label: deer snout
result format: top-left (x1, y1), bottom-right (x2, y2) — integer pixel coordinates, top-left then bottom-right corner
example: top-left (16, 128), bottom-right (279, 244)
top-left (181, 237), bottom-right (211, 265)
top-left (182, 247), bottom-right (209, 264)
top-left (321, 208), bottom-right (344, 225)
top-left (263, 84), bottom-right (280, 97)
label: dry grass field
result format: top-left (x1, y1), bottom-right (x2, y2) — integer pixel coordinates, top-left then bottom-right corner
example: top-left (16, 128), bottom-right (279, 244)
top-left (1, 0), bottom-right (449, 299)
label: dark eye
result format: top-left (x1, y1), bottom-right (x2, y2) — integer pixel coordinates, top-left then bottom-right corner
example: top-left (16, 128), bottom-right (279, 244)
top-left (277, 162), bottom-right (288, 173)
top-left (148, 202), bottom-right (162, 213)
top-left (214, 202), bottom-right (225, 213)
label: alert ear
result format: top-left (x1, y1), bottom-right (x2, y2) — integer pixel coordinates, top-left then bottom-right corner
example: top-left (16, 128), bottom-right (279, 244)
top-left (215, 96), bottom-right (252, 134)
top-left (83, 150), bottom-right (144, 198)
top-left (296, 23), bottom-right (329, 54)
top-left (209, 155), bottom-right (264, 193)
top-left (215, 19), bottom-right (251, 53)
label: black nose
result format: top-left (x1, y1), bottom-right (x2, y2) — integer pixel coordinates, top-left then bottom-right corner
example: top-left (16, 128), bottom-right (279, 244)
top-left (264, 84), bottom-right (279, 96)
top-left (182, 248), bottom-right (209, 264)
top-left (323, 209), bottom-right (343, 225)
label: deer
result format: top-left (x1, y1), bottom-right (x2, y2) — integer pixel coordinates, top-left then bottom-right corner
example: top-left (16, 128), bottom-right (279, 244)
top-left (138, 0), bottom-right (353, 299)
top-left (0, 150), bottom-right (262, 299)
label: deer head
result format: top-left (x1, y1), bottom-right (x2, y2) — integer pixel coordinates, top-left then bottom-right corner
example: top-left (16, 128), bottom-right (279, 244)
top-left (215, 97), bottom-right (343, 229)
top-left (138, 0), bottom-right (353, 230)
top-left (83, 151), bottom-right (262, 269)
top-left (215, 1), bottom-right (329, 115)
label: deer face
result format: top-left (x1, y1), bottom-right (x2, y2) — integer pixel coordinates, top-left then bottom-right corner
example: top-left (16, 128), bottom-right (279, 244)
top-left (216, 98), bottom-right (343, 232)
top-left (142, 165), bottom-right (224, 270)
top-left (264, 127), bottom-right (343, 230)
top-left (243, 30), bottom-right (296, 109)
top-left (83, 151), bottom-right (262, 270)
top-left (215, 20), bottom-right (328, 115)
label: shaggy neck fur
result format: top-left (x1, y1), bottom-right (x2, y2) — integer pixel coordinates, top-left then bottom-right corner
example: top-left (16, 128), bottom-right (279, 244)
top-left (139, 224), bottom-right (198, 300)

◆ ◆ ◆ ◆ ◆

Would you please copy every line from the listing above that contains the word "deer"?

● **WRITTEN ANSWER**
label: deer snout
label: deer
label: deer head
label: deer face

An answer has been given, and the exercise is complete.